__Given text__

= = = = =

Impressions of the Apple G5 Dual Supercluster at Virginia TechBy Juha Haataja
Version 0.1 / October 15, 2003
Version 0.2 / October 16, 2003 (re-organize text, correct details, add question about PBS)
Version 0.3 / October 23, 2003 (include preliminary R_max value)
Version 0.4 / October 30, 2003 (updated with info from TenCon keynote)
Version 0.5 / November 3rd, 2003 (updated top-500 supercomputer data)
Version 0.51 / November 5th, 2003 (added some small details)
Version 0.52 / November 17th, 2003 (updated with official top-500 info)
The Terascale Facility at Virginia Tech
Here you find some insights and opinions about the G5 supercomputing cluster at Virginia Tech.
The G5 cluster contains 1100 Apple G5 systems each having two IBM PowerPC 970 processors rated at 2 GHz. This is a rather low-cost system in the top-10 supercomputer class, even when including all the personnel, facilities, and software costs.
The TOP500 list of supercomputers (November 2003) was announced at the SC2003 conference at Phoenix, Arizona. The Apple G5 dual supercluster is listed as the third fastest supercomputer, and the fastest academic supercomputer. The listed R_max speed is 10.3 teraflop/s. The vendor is given as "self-made." (The next self-made system is in position 63.)
Of course, the benchmark performance R_max (maximal LINPACK performance) will be lower (see below for results). Initially, I speculated a speed in the 5-10 teraflop/s range. But, based on experiences of clusters build with commodity PC processors, I predicted an R_max score of about 3 teraflop/s. However, the system performed better than I expected.
Update 1: New York Times reported that the R_max speed of the system is 7.41 teraflop/s, which is reasonable but still rather good. However, the experts at Virginia Tech are still polishing the benchmark setup, so the final result may be higher. Already this value puts the system in the top-10 category of supercomputers. Here is a quote from the NYT story on Low-Cost Supercomputer Put Together From 1,100 PC's:
The Virginia Tech supercomputer, put together from 1,100 Apple Macintosh computers, has been successfully tested in recent days, according to Jack Dongarra, a University of Tennessee computer scientist who maintains a listing of the world's 500 fastest machines.
The official results for the ranking will not be reported until next month at a supercomputer industry event. But the Apple-based supercomputer, which is powered by 2,200 I.B.M. microprocessors, was able to compute at 7.41 trillion operations a second, a speed surpassed by only three other ultra-fast computers.
The fastest computers on the current Top 500 list are the Japanese Earth Simulator; a Los Alamos National Laboratory machine dedicated to weapons design; and another weapons oriented cluster of Intel Pentium 4 microprocessors at the Lawrence Livermore National Laboratories.

= = = = =

__What you need to do__
A) In the Virginia Tech cluster page, copy the stretch from "Version 0.3 /" through "official top-500 info)", switching "preliminary" to "provisional".
B) According to the Virginia Tech cluster page, where was the November 2003 TOP500 list of supercomputers announced?

Location identification entries
= = = = =

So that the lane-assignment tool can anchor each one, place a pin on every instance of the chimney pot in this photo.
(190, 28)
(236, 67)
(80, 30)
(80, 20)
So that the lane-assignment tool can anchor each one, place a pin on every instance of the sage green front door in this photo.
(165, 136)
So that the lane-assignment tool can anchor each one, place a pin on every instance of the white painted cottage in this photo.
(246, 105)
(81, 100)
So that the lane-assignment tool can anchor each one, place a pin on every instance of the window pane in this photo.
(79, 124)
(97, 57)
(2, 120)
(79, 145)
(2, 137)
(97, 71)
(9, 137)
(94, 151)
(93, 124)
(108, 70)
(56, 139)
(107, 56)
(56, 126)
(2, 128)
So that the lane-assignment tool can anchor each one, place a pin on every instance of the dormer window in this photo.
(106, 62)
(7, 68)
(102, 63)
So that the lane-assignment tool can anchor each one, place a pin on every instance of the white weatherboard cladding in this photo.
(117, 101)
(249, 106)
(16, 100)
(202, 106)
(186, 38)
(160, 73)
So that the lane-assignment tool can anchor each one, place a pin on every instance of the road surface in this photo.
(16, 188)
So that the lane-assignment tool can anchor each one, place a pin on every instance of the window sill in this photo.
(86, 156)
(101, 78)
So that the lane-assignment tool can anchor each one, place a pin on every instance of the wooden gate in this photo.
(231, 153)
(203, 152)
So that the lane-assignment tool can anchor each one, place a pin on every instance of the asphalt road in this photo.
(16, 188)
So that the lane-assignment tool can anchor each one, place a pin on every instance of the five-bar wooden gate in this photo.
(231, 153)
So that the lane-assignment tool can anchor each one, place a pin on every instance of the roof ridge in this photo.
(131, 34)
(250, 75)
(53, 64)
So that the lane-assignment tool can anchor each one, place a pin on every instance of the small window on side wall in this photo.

= = = = =

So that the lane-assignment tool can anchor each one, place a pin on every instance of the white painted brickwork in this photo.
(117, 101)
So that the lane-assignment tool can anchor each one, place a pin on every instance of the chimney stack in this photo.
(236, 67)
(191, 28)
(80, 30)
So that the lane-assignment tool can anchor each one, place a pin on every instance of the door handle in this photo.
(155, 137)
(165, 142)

= = = = =

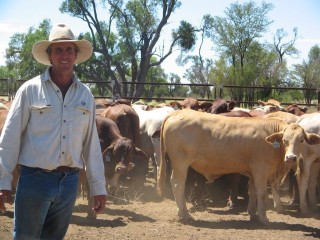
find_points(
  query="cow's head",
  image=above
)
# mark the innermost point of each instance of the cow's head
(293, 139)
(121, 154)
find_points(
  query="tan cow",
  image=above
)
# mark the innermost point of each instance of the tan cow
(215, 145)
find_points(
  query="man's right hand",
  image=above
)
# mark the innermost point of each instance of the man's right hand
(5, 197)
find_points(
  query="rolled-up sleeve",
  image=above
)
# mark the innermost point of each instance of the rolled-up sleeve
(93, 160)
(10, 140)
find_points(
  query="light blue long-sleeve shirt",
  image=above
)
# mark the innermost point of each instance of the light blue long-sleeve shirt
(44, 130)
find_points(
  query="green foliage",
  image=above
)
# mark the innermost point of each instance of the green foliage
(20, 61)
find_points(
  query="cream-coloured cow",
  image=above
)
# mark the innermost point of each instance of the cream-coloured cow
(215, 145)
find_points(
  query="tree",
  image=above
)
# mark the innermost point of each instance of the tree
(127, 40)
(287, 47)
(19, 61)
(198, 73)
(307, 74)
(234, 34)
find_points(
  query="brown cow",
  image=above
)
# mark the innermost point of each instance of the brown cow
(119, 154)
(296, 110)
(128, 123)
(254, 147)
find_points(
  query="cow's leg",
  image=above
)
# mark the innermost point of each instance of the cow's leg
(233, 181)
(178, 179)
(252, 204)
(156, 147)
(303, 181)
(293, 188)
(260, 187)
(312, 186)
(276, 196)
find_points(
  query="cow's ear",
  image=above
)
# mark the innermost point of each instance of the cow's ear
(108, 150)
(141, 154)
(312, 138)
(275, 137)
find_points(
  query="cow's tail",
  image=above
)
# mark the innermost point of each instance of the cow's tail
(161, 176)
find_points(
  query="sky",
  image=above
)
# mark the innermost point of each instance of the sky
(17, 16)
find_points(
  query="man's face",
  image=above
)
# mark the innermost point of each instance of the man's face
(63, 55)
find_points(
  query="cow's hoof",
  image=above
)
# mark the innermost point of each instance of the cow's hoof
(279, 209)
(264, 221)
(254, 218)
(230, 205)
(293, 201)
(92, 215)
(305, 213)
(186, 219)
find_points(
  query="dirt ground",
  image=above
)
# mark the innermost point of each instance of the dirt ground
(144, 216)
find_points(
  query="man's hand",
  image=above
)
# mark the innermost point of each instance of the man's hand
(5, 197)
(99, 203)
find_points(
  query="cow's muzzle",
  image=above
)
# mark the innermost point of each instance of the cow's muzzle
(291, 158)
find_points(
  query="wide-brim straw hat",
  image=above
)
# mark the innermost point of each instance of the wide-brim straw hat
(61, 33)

= = = = =

__Complete answers__
A)
Version 0.3 / October 23, 2003 (include provisional R_max value)
Version 0.4 / October 30, 2003 (updated with info from TenCon keynote)
Version 0.5 / November 3rd, 2003 (updated top-500 supercomputer data)
Version 0.51 / November 5th, 2003 (added some small details)
Version 0.52 / November 17th, 2003 (updated with official top-500 info)

B) At the SC2003 conference in Phoenix, Arizona.